▶ **GOAL**
Turn every line of the records below into a numbered list, skipping any blank lines. Leave the pictures out of your answer.

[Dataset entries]
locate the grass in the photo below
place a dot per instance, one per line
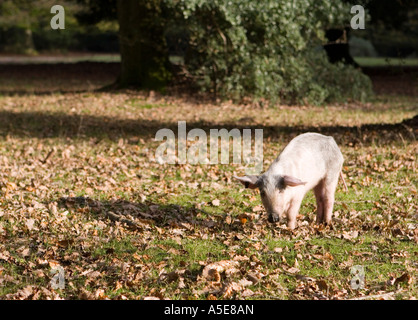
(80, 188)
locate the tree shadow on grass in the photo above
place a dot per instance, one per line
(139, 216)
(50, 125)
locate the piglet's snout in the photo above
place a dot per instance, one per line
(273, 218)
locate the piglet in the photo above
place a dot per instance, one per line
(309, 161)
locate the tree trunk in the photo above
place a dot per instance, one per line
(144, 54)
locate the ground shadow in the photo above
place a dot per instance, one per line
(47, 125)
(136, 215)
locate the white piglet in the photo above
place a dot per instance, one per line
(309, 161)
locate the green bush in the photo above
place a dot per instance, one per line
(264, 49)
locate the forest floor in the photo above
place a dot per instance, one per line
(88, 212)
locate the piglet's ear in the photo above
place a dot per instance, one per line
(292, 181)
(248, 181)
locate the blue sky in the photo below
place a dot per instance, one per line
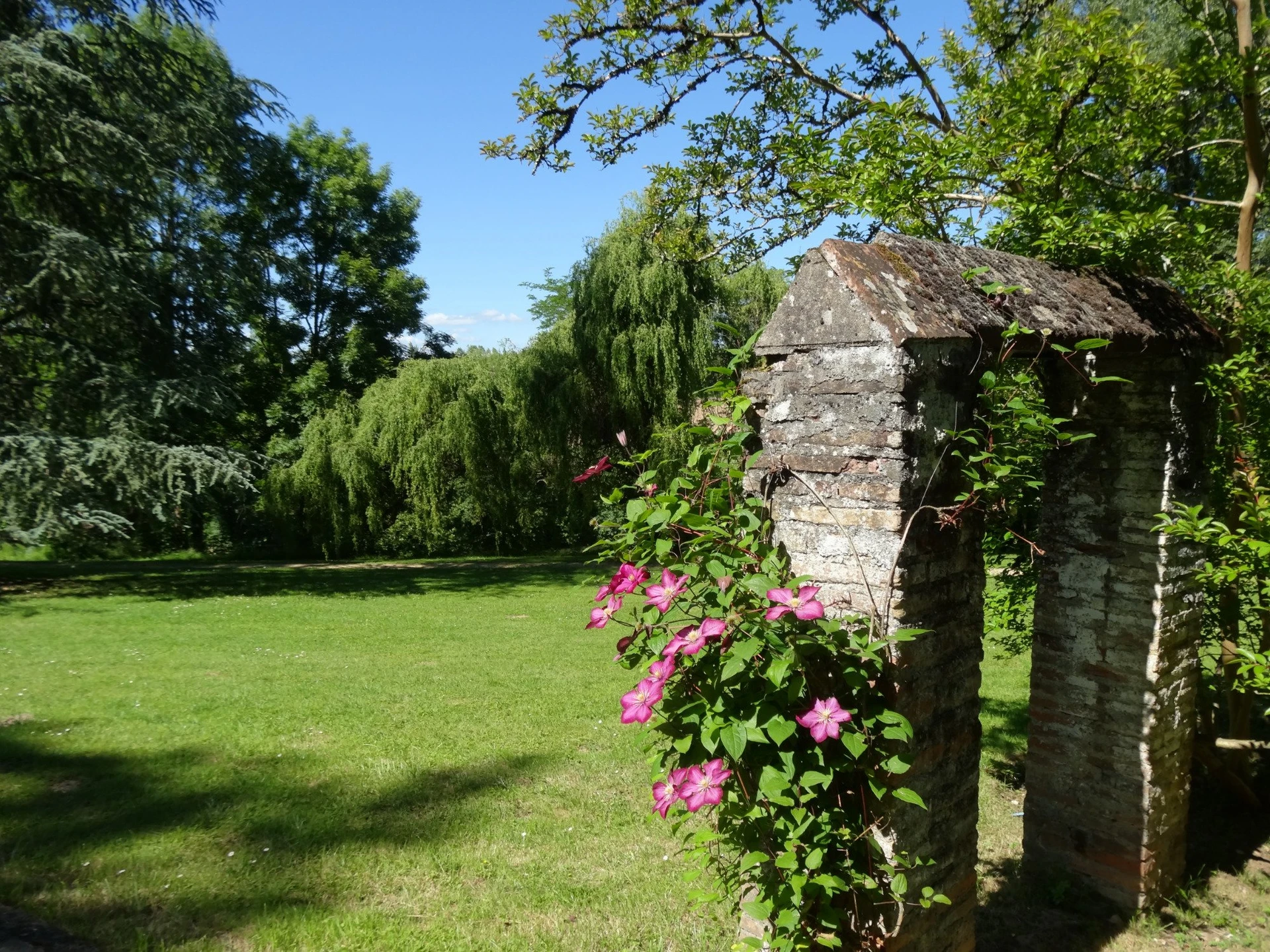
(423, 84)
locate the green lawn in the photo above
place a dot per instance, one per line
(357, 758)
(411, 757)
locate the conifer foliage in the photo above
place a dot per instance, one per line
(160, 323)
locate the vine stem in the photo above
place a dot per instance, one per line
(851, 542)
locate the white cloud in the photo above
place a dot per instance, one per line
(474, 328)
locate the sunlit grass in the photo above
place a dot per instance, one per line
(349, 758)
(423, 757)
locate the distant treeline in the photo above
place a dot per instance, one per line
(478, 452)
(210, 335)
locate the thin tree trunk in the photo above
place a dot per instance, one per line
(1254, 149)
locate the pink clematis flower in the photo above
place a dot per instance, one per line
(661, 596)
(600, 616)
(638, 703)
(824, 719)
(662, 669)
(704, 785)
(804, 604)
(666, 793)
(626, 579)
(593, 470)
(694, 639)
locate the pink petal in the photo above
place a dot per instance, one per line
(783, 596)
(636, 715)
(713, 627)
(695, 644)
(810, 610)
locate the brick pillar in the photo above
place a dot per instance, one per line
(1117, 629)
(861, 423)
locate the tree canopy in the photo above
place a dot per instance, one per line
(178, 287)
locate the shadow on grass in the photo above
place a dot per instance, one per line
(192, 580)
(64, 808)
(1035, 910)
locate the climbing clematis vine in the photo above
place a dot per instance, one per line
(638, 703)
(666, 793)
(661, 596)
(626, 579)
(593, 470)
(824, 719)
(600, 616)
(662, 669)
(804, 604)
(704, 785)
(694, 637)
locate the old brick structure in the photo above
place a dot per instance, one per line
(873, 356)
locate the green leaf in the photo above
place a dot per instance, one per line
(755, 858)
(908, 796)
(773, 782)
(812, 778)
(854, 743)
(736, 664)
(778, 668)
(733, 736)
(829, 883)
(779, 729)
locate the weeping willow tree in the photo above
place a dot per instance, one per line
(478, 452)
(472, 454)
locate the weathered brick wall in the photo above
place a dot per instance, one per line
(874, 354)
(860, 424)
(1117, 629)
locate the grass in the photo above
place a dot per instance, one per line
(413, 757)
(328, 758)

▶ **RESPONSE TO THE EXERCISE**
1. locate the grass in the photo below
2. place a dot per instance, one per line
3. (80, 188)
4. locate the tree shadow on grass in the photo above
5. place a dot per instance, one per line
6. (139, 216)
7. (50, 125)
8. locate the piglet's snout in the photo above
9. place a dot per instance, one per line
10. (273, 218)
11. locate the piglet in the photo above
12. place a dot per instance, one per line
13. (309, 161)
14. locate the tree trunk in the photo above
15. place a dot per instance, one per line
16. (144, 54)
17. locate the ground shadow in the photo above
18. place a dot per instance, one per line
19. (47, 125)
20. (136, 215)
21. locate the white piglet in the photo above
22. place a dot per instance, one per line
23. (309, 161)
24. locate the green bush in the photo above
25. place a dot per instance, one per line
26. (264, 49)
27. locate the forest floor in the photo above
28. place a dot per instance, one per line
29. (88, 212)
30. locate the piglet's ear in the photo above
31. place a dot per instance, one per line
32. (292, 181)
33. (248, 181)
34. locate the blue sky in the photo below
35. place a dot per instance, one per line
36. (423, 84)
37. locate the green lawn in the photo above
38. place a dot per instance, one per line
39. (357, 758)
40. (411, 757)
41. locate the conifer foliage in the photo above
42. place a dot per instance, one per line
43. (160, 323)
44. locate the vine stem in the photo above
45. place a dot per instance, one per line
46. (851, 542)
47. locate the white cloud in the photo above
48. place a dot per instance, one per line
49. (474, 328)
50. locate the sunlit grass in the photo above
51. place a dot per instance, one per line
52. (349, 758)
53. (423, 757)
54. locate the distant treeline in the photo above
55. place a dot per instance, one per line
56. (478, 452)
57. (210, 335)
58. locate the thin tree trunk in the photo above
59. place a dot per instance, one per line
60. (1254, 149)
61. locate the pink clematis flower in the photo above
62. place a dot per instance, one per line
63. (661, 596)
64. (600, 616)
65. (638, 703)
66. (824, 719)
67. (662, 669)
68. (704, 785)
69. (804, 604)
70. (666, 793)
71. (626, 579)
72. (593, 470)
73. (694, 639)
74. locate the pink petal in the photo above
75. place a dot per instance, one per line
76. (783, 596)
77. (636, 715)
78. (713, 627)
79. (695, 644)
80. (810, 610)
81. locate the brick pillar in the photo above
82. place a dot per instance, one per line
83. (1117, 629)
84. (861, 423)
85. locate the tree canopy in the photo above
86. place a dot per instance, one per line
87. (178, 287)
88. locate the shadow on grass in the photo above
89. place a dot per instance, one per line
90. (192, 580)
91. (64, 808)
92. (1035, 910)
93. locate the climbing clematis vine in the photo above
94. place a dot per instance, one per line
95. (638, 703)
96. (666, 793)
97. (661, 596)
98. (626, 579)
99. (593, 470)
100. (824, 719)
101. (600, 616)
102. (662, 669)
103. (804, 604)
104. (704, 785)
105. (694, 637)
106. locate the old brick structure in the photo above
107. place a dot per instance, one per line
108. (873, 356)
109. locate the green leaf in the photo above
110. place a dot per instance, one per line
111. (755, 858)
112. (908, 796)
113. (773, 782)
114. (812, 778)
115. (854, 743)
116. (736, 664)
117. (778, 668)
118. (733, 736)
119. (829, 883)
120. (779, 729)
121. locate the weeping willow tree in the photo above
122. place a dot per instance, one per line
123. (478, 452)
124. (472, 454)
125. locate the weathered brick wall in the photo above
126. place a dot per instance, one per line
127. (874, 354)
128. (860, 424)
129. (1117, 629)
130. locate the grass in the photo above
131. place a dot per instance, one per line
132. (413, 757)
133. (328, 758)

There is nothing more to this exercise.